Omit the pictures, then write out every entry exactly as it reads.

• _Source data_:
::::::::::

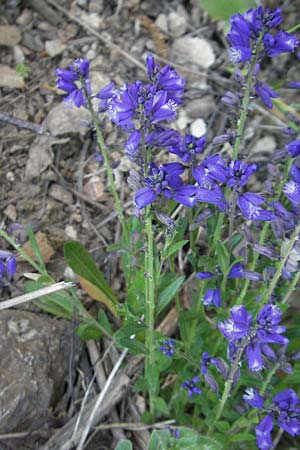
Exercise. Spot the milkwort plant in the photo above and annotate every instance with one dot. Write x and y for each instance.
(229, 374)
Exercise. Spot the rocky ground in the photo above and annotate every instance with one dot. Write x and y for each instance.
(50, 180)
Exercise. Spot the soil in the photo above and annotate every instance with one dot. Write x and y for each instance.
(49, 178)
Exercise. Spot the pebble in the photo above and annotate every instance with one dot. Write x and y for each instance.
(57, 192)
(19, 56)
(94, 188)
(61, 120)
(24, 18)
(9, 35)
(193, 50)
(201, 107)
(10, 176)
(177, 21)
(11, 212)
(10, 78)
(162, 23)
(198, 128)
(71, 232)
(54, 47)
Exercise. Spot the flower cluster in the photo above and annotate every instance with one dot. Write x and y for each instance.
(8, 265)
(66, 80)
(284, 411)
(254, 338)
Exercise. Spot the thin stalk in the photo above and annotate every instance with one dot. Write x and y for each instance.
(109, 172)
(263, 234)
(150, 301)
(228, 384)
(280, 266)
(240, 126)
(20, 250)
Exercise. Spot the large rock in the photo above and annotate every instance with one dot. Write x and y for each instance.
(34, 354)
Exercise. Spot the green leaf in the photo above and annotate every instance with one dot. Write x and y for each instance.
(87, 331)
(124, 445)
(82, 263)
(222, 426)
(239, 437)
(160, 440)
(223, 9)
(59, 304)
(223, 257)
(160, 407)
(168, 294)
(36, 249)
(152, 378)
(173, 249)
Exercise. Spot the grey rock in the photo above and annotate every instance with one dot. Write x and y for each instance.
(193, 50)
(10, 78)
(177, 22)
(9, 35)
(62, 119)
(34, 354)
(39, 158)
(201, 107)
(60, 194)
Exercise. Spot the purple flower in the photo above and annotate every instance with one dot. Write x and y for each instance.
(250, 203)
(11, 266)
(212, 297)
(190, 386)
(238, 326)
(281, 42)
(239, 172)
(239, 330)
(132, 145)
(293, 148)
(292, 191)
(266, 93)
(253, 398)
(284, 411)
(66, 79)
(190, 147)
(168, 348)
(165, 180)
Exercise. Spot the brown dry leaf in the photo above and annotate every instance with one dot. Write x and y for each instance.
(96, 294)
(44, 244)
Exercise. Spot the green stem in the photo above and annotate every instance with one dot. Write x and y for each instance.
(150, 302)
(22, 252)
(109, 172)
(228, 384)
(281, 265)
(263, 234)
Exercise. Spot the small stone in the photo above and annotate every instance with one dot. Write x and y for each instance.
(71, 232)
(201, 107)
(10, 78)
(177, 21)
(62, 119)
(92, 20)
(57, 192)
(10, 176)
(19, 56)
(198, 128)
(162, 23)
(94, 188)
(54, 47)
(11, 212)
(183, 120)
(188, 49)
(24, 18)
(40, 157)
(9, 35)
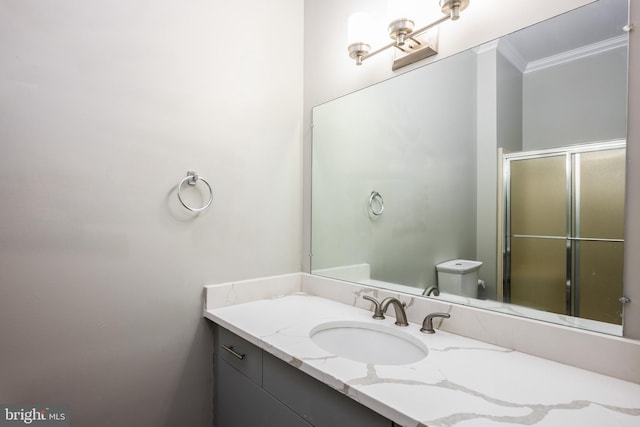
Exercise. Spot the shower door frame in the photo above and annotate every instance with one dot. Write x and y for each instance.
(571, 153)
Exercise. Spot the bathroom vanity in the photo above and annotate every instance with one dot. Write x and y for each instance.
(278, 394)
(285, 375)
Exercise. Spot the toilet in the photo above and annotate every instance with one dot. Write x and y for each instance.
(459, 277)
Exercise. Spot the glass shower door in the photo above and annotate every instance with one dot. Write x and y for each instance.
(565, 223)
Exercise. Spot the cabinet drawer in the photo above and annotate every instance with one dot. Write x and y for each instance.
(314, 401)
(239, 353)
(242, 403)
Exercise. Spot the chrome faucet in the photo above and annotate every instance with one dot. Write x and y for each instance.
(427, 324)
(431, 290)
(401, 315)
(377, 311)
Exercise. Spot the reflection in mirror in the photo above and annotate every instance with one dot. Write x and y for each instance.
(418, 183)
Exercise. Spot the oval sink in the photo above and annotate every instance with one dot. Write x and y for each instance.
(379, 344)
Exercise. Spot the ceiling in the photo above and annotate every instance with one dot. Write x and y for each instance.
(595, 22)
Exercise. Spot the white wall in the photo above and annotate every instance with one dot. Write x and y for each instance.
(330, 73)
(104, 106)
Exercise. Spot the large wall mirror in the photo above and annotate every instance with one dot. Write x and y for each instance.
(494, 177)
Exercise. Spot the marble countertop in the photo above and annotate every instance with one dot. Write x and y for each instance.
(462, 382)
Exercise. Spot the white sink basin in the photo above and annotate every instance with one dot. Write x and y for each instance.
(375, 343)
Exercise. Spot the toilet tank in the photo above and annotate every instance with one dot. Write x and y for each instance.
(459, 277)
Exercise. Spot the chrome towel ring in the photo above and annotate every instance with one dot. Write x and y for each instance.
(376, 198)
(192, 178)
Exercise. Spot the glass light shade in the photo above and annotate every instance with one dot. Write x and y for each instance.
(360, 28)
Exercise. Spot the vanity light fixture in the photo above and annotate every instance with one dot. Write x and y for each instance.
(405, 38)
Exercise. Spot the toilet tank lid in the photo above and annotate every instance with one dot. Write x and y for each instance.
(459, 266)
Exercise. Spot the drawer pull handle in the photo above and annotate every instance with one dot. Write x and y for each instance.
(232, 351)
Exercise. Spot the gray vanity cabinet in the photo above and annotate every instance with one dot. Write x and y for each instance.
(254, 388)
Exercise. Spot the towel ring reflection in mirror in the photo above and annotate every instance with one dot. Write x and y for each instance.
(192, 178)
(376, 203)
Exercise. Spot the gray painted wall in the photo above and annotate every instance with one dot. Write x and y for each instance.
(104, 106)
(579, 107)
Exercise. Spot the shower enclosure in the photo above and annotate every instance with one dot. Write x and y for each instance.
(563, 230)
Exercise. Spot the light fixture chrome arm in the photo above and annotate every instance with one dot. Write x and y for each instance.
(402, 29)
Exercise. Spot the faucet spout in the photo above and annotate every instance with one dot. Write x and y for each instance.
(377, 311)
(431, 290)
(401, 315)
(427, 324)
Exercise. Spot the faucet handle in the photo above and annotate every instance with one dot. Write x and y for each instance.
(377, 310)
(427, 324)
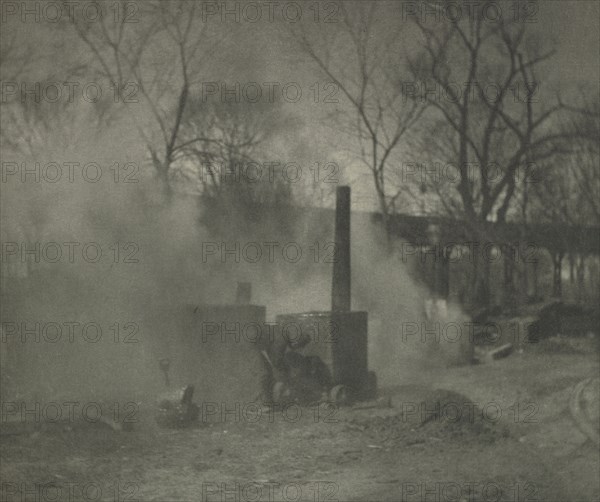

::::::::::

• _Finished exercise_:
Exercise. Spot the milkwort plant in the photo above and annotate every instance with one dot. Write x and y for each instance.
(229, 374)
Exercise. Spot the rocky ground in the photo above and annotate every instance with one dot. Write x and y for each instance.
(50, 180)
Exercise. Spot the soil in the photo above and annotate every instance with one dot. Write x and y for each instance.
(49, 178)
Exercise. Spot the pebble in the photo above and annotate every instance with one dot. Write x and y for each instance.
(57, 192)
(19, 56)
(94, 188)
(61, 120)
(24, 18)
(9, 35)
(193, 50)
(201, 107)
(10, 176)
(177, 21)
(11, 212)
(10, 78)
(162, 23)
(198, 128)
(71, 232)
(54, 47)
Exercise. Spot the flower cluster in the photo above and annotate every instance with one dot. Write x and y for each instance.
(8, 265)
(66, 80)
(284, 411)
(254, 338)
Exercise. Spot the thin stalk in the photo above and annotate every instance with one dot. Write x and y for each instance.
(109, 172)
(263, 234)
(150, 301)
(228, 384)
(280, 266)
(240, 126)
(20, 250)
Exercise. Spot the large rock in the photo above and annotate every instance with one dot. Write x and y for each instance.
(34, 354)
Exercise. Spot the green leaf in the photo above and annotate every instance with one dot. Write x and y for each instance.
(87, 331)
(124, 445)
(82, 263)
(222, 426)
(239, 437)
(160, 440)
(223, 9)
(59, 304)
(223, 257)
(160, 407)
(168, 294)
(36, 249)
(152, 378)
(173, 249)
Exercise. Spot the grey rock in the photo above and annotate every instance with one dot. Write x and y for each instance.
(193, 50)
(10, 78)
(177, 22)
(9, 35)
(62, 119)
(34, 354)
(39, 158)
(201, 107)
(60, 194)
Exercise. Spot the purple flower in the photo above and annotate every instance with one dot. Write x and y for each instance.
(250, 203)
(11, 266)
(212, 297)
(190, 386)
(238, 326)
(281, 42)
(239, 172)
(239, 330)
(132, 145)
(293, 148)
(292, 191)
(266, 93)
(253, 398)
(284, 411)
(66, 79)
(190, 147)
(168, 348)
(165, 180)
Exercise. Spot the brown dry leaf in the photo above and annotate every instance with one dot. Write x and y for each instance.
(96, 294)
(44, 244)
Exercise. Spot the green stem in the photo above and annotate every instance with one dot. Write x and y for each instance.
(150, 302)
(22, 252)
(109, 172)
(228, 384)
(281, 265)
(263, 234)
Exercise. Spot the small stone in the photo above and annotate every instance with one dot. Write x and y for each instance.
(71, 232)
(201, 107)
(10, 78)
(177, 21)
(62, 119)
(92, 20)
(57, 192)
(10, 176)
(19, 56)
(198, 128)
(162, 23)
(94, 188)
(54, 47)
(11, 212)
(183, 120)
(188, 49)
(24, 18)
(40, 157)
(9, 35)
Exercise. Spot the shower door frame in the photo above and annotate every instance with one dot. Write x and y for each instance.
(571, 153)
Exercise. Spot the bathroom vanity in the photo above and annotate every instance with one dot. Write x and y for each instance.
(278, 394)
(285, 375)
Exercise. Spot the toilet in the photo above and annotate every instance with one dot. Write x and y for each instance.
(459, 277)
Exercise. Spot the glass shower door in the photo above and annotate every instance with one dot. Write x and y for each instance.
(565, 223)
Exercise. Spot the cabinet drawer in the photo above and annotate every instance with one dot. Write x and y for each instance.
(314, 401)
(239, 353)
(242, 403)
Exercise. Spot the chrome faucet in the photo above and annotate every instance with one dot. Write x and y for each instance.
(427, 324)
(431, 290)
(401, 315)
(377, 311)
Exercise. Spot the reflection in mirror in the photo above and annotate every instance with one dot. Write x and y for each instance.
(418, 183)
Exercise. Spot the oval sink in the photo above and annotate every instance with one dot. Write x and y for each instance.
(379, 344)
Exercise. Spot the ceiling in the photo above and annotate every instance with one dot. Write x and y for each instance.
(595, 22)
Exercise. Spot the white wall in the photo above and annotate every instance with one dot. Write x and y for each instance.
(330, 73)
(104, 106)
Exercise. Spot the large wall mirror in the photo above and annotate every instance with one dot. Write x and y for each instance.
(494, 177)
Exercise. Spot the marble countertop in the photo above and annotate every instance with one dot. Write x and y for each instance.
(462, 382)
Exercise. Spot the white sink basin in the photo above and annotate every instance with one dot. Write x and y for each instance.
(375, 343)
Exercise. Spot the toilet tank in the photo above and annotate every instance with one dot. Write x and y for each instance.
(459, 277)
Exercise. Spot the chrome towel ring in the photo above and annotate every instance with one dot. Write x and y for each instance.
(376, 198)
(192, 178)
Exercise. Spot the glass light shade in the photo above and annotate every instance with one dot. Write x and y for each instance.
(360, 28)
Exercise. Spot the vanity light fixture in the photo above and annotate every instance with one dot. Write x and y for each instance.
(405, 38)
Exercise. Spot the toilet tank lid in the photo above and annotate every instance with one dot. Write x and y for each instance.
(459, 266)
Exercise. Spot the drawer pull handle in the photo above and annotate every instance with one dot. Write x and y for each instance.
(232, 351)
Exercise. Spot the gray vanity cabinet in the photo above and annotate every instance with one dot. Write x and y for each instance.
(254, 388)
Exercise. Spot the towel ring reflection in mirror in the photo above and annotate every instance with one dot. Write x and y for each instance.
(192, 178)
(376, 203)
Exercise. Spot the gray painted wall in the photo above and annotate every instance with one dot. Write x and y for each instance.
(104, 106)
(579, 107)
Exercise. Spot the shower enclosure in the photo above and annotate every instance with one dot. Write x and y for each instance.
(563, 230)
Exercise. Spot the light fixture chrome arm in the photo above and annotate every instance with one dot. Write x and y for each instance.
(402, 29)
Exercise. Spot the faucet spout in the photo above and annotate every instance with one dot. Write x and y for each instance.
(377, 311)
(431, 290)
(401, 315)
(427, 324)
Exercise. Spot the faucet handle in the photo above and annotate every instance with one dot. Write x and y for each instance.
(377, 310)
(427, 324)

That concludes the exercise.